- _ТЕКСТ ДЛЯ ЧТЕНИЯ_:
———

Метки текста:

Ижора Ономастика Рябининские чтения Этимология

Кабинина Н.В. (г.Архангельск)
Ижора: к проблеме этимологизации Vkontakte@kizhi

Ижора (др. — русск. ижера) с давних времен известно в русском языке как название одного из прибалтийско–финских народов и реки в Ленинградской области. С этимологической стороны это русское слово обычно считается вторичным по отношению к финским и германским формам с основой inker-/inger-, хотя подобное сопоставление не находит ни фонетических объяснений, ни достоверных семантических аргументов [1] . В силу последнего обстоятельства представляется возможным рассмотреть русское ижора (ижера) вне прямой генетической связи с формами на inker- / inger- и предложить для слова иное этимологическое решение [2] .

Ближайший источник русского ижора (ижера) и связанного с ним летописного этнического наименования ижеряне, ижоряне следует усматривать, на наш взгляд, в фин. диал. yysyrjä|inen, yysyriä|inen, yy–syrjä|inen, yns(s)yrjä|inen ‘грубый, неприветливый’ [SSA 3, 491] [3] .

Прокомментируем данное сопоставление в различных лингвистических аспектах.

Во–первых, слово известно ныне в говорах Саво Северной Карелии (Финляндия), а также и собственно финском – т.е. в тех диалектах, взаимодействие носителей которых с древненовгородским населением не подлежит сомнению.

Во–вторых, финский диалектизм очевидно не является новообразованием: его фиксируют уже первые лексикографические источники финского языка. Известность слова в нескольких диалектах (при том, что уже в XVII в. его внутренняя форма была затемнена – см. ниже) также указывает на древность лексемы.[текст с сайта музея-заповедника "Кижи": http://kizhi.karelia.ru]

В–третьих, с фонетической стороны совершенно закономерна передача финского yysyrjainen русским ижерянин/ижеряне. Начальный фин. у – гласный переднего ряда – во многих случаях передается русским и, что неоднократно отмечалось в лингвистических исследованиях [4] . Тот же звук в середине слова передается по–разному, и вариант е возможен наряду с и, ы, у, ю (ср. русск. серья, серянин ← приб. — фин. syrja [SKES, 1148; Фасмер 2, 109]). Шепелявый финский s, промежуточный между [s] и [s], в русском языке должен был пережить закономерное озвончение под воздействием группы сонорных и в живой речи звучать как промежуточный между [з] и [ж]. В северо–западных говорах (в том числе и древненовгородском койне), где наблюдалось неразличение этих звуков, закрепление варианта ж в заимствованном слове неудивительно и подтверждается другими примерами [5] .

———

- _Данные из набора для разметки точками_:
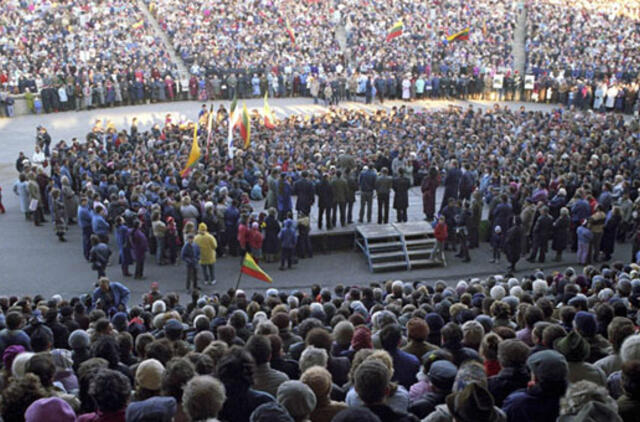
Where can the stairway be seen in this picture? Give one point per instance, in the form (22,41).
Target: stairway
(183,72)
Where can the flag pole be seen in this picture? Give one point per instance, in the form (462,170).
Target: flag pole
(238,281)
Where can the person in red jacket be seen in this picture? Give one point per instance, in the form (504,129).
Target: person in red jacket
(254,241)
(441,233)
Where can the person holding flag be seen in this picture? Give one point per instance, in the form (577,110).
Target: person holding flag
(194,154)
(269,119)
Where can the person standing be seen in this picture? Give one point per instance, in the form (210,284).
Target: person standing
(428,187)
(541,233)
(513,243)
(207,245)
(124,247)
(339,190)
(84,220)
(21,189)
(288,239)
(59,215)
(584,236)
(325,201)
(451,183)
(561,233)
(401,185)
(139,247)
(384,182)
(596,224)
(99,255)
(367,184)
(35,205)
(159,230)
(190,256)
(303,189)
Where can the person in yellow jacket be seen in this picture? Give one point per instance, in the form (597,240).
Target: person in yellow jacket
(207,244)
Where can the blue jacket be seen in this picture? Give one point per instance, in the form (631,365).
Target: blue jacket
(580,210)
(405,368)
(85,217)
(190,254)
(120,294)
(99,225)
(531,405)
(288,236)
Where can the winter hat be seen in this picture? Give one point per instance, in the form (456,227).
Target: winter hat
(361,338)
(573,347)
(49,409)
(417,329)
(319,380)
(10,354)
(79,339)
(297,398)
(149,374)
(270,412)
(158,307)
(119,321)
(497,292)
(548,366)
(62,358)
(473,404)
(539,287)
(19,364)
(343,332)
(630,349)
(585,323)
(161,409)
(442,374)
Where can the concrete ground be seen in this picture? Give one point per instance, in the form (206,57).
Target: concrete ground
(32,260)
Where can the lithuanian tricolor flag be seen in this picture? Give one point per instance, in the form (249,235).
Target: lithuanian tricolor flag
(269,119)
(395,31)
(194,155)
(244,122)
(251,268)
(459,36)
(292,36)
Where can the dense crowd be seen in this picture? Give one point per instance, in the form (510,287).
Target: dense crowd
(563,180)
(89,54)
(585,53)
(82,54)
(558,346)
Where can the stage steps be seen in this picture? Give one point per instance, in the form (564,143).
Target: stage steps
(397,246)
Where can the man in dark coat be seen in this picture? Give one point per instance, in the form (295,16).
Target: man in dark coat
(451,183)
(383,188)
(513,243)
(401,187)
(303,189)
(325,201)
(542,230)
(340,190)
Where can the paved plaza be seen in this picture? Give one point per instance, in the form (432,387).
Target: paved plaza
(33,261)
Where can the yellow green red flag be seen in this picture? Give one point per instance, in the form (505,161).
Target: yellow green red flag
(194,154)
(245,126)
(252,269)
(395,31)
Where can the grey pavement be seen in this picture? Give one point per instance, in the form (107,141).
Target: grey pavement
(32,260)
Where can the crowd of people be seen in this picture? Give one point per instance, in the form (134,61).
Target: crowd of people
(525,181)
(89,54)
(558,346)
(82,54)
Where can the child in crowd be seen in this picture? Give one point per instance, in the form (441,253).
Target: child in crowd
(441,234)
(497,239)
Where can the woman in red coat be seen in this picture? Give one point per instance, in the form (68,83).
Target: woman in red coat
(429,186)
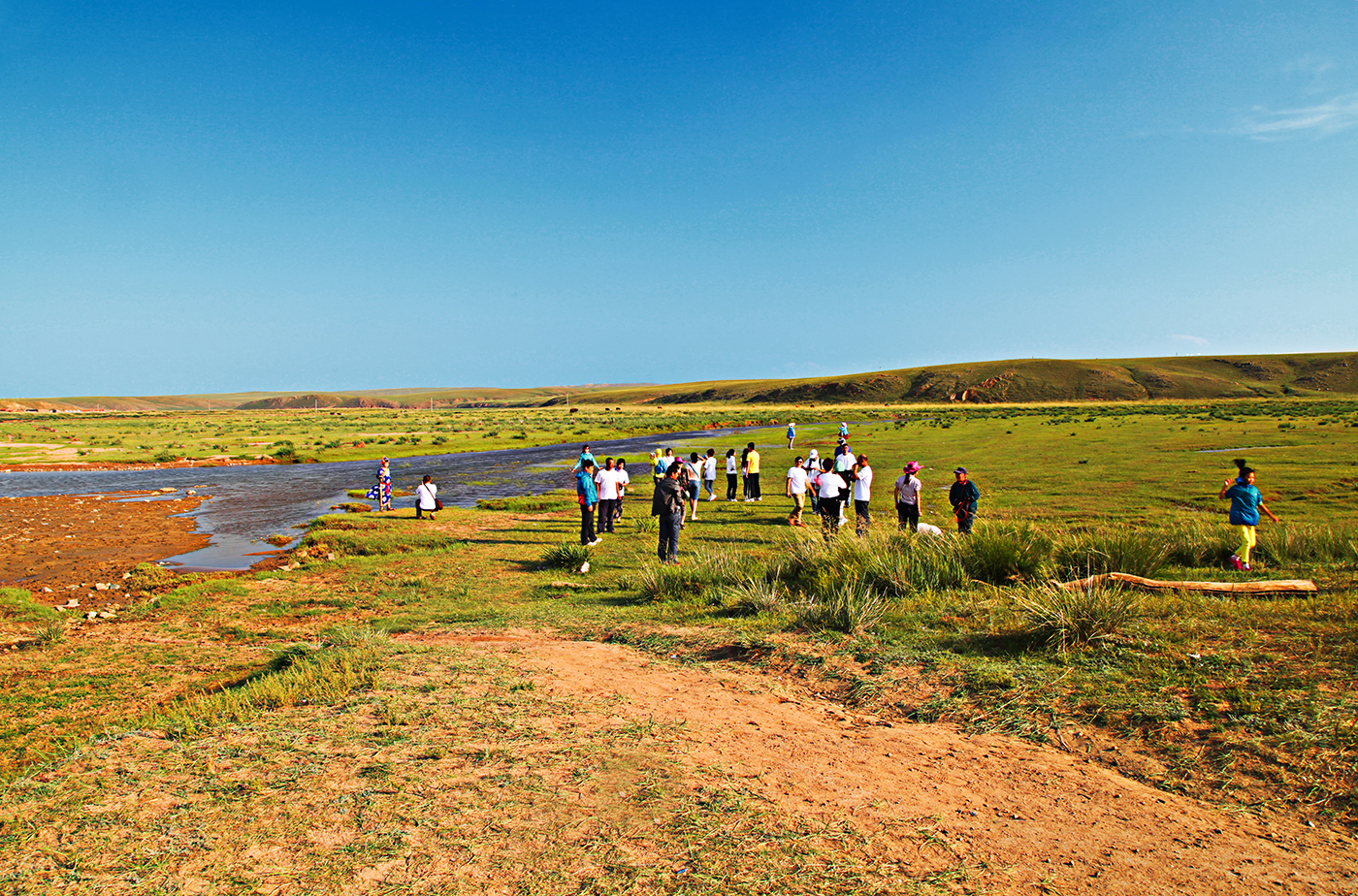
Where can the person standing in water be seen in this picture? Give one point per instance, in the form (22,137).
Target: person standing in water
(1245,504)
(384,485)
(427,498)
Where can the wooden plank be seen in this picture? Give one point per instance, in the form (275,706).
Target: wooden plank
(1274,587)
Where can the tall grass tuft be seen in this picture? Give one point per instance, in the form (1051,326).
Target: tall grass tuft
(566,556)
(851,606)
(701,574)
(1005,554)
(754,596)
(1119,550)
(1077,618)
(298,675)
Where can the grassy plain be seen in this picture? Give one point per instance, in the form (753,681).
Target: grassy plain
(269,694)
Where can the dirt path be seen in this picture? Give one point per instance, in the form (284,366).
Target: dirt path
(1022,817)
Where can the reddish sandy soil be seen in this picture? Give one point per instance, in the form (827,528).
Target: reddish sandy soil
(1027,818)
(83,539)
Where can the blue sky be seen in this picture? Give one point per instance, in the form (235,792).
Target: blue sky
(282,196)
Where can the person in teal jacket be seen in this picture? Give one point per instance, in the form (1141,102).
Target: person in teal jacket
(588,498)
(1245,504)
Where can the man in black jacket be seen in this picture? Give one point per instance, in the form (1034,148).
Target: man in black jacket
(667,504)
(963,497)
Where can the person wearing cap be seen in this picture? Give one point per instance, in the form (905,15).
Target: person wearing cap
(907,496)
(963,497)
(861,495)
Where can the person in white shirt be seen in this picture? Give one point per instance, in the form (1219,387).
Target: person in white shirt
(624,481)
(427,498)
(709,474)
(797,492)
(830,486)
(909,489)
(862,493)
(606,481)
(692,475)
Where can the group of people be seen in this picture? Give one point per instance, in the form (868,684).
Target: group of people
(825,484)
(599,491)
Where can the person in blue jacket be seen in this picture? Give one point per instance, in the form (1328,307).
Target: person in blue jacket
(588,497)
(1245,504)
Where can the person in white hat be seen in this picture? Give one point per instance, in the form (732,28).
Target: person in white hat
(909,491)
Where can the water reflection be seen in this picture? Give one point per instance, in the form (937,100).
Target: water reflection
(247,504)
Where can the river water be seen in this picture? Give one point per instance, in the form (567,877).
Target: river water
(248,504)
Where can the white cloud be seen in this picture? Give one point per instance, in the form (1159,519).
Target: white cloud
(1338,114)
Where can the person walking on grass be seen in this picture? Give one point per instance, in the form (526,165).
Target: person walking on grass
(663,462)
(427,499)
(963,497)
(907,497)
(830,489)
(812,471)
(1245,504)
(797,492)
(753,467)
(861,495)
(606,484)
(844,468)
(624,481)
(588,497)
(667,504)
(583,458)
(690,477)
(384,485)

———

- _ЧТО НУЖНО СДЕЛАТЬ_:
Допишите продолжение текста об этимологии слова «ижора», начав сразу после его последнего предложения.

- _ОТВЕТ НА ЗАДАНИЕ_:
Финское диалектное слово представлено рядом фонетических вариантов, которые свидетельствуют о том, что наряду с ижерянин в русский язык могло быть заимствовано и *инжерянин (← yns(s)yrjainen). Не имея сведений о существовании такой формы, укажем лишь на ее принципиальную возможность, а также на то, что утрата носового согласного в подобной форме (в отличие от inger) весьма вероятна в силу диссимиляции носовых, дающей диэрезу в синтагматически слабом месте: русский язык не знает исконного сочетания нж. Кроме того, древнерусская форма с н могла быть вытеснена формами без н, которые шире известны в финском языке.

Завершая фонетический комментарий, обратим внимание на то, что в рамках предложенного сопоставления хорошо объясняется и ударение на втором слоге русского ижера/ижора и ижерянин / ижорянин: финский источник является сложным словом, имеющим два ударения (yysyrjainen). В подобных случаях на русской почве весьма часто закрепляется ударение непервого слога.

Позиция ударения ведет нас к наблюдениям морфологического характера и прежде всего к тому, что формы ижерянин (ижорянин), ижеряне не только фонетически, но и морфологически «спровоцированы» фин. yysyrjainen. Если бы в данном случае действовала исключительно русская словообразовательная модель с суффиксом -ане/-яне, то ударение, скорее, падало бы на суффикс. Поэтому весьма вероятно, что формы ижерянин, ижеряне первичны по отношению к ижера, появление которого морфологически закономерно для русского языка (ср., с одной стороны, сура, корела, земигола и т.п.; с другой стороны, ладога в значении ‘ладожане’ и т.д.). Нельзя не упомянуть и тот факт, что в русских источниках хронологически первично именно ижеряне (1228), а не ижера (1240). Добавим, впрочем, что при условии этнонимического функционирования слова его бессуфиксные формы могли существовать уже и в самом финском языке, также имеющем для этого известные предпосылки.

Относительно морфологии финского источника обратим внимание на то, что слово оформлено суффиксом -inen, который в приб. — фин. языках «имеет значение относящийся к чему–либо (по территории, роду–племени, времени и т.п.)» и, в частности, высокопродуктивен для «названий человека по роду–племени, патронимических названий, а также названий рода–племени по человеку или еще по чему–либо» [6] .[текст с сайта музея-заповедника "Кижи": http://kizhi.karelia.ru]

Наконец, особого комментария заслуживает семантика финского диалектизма. В языке XVII–XX вв. она достаточно обобщенна и, хотя ей нельзя отказать в потенциальной «коллективности», она, скорее, ориентирована на индивидуальную характеристику человека. Однако сложная внутренняя форма слова свидетельствует о наличии более древнего значения, которое абсолютно адекватно вписывается в семантическую типологию этнонимов и иных коллективных наименований.

Как можно судить по материалам SSA, финский диалектизм является своего рода сращением двух широко известных слов: ynsea ‘грубый, неприветливый, неприязненный’ и syrjainen ‘находящийся в стороне, отдаленный (буквально: относящийся к краю)’. Таким образом, по внутренней форме, проясняющей древнейшее значение, слово представляет собой «объемную» эмоциональную и географическую характеристику человека – вызывающего неприязнь, живущего в стороне, на краю.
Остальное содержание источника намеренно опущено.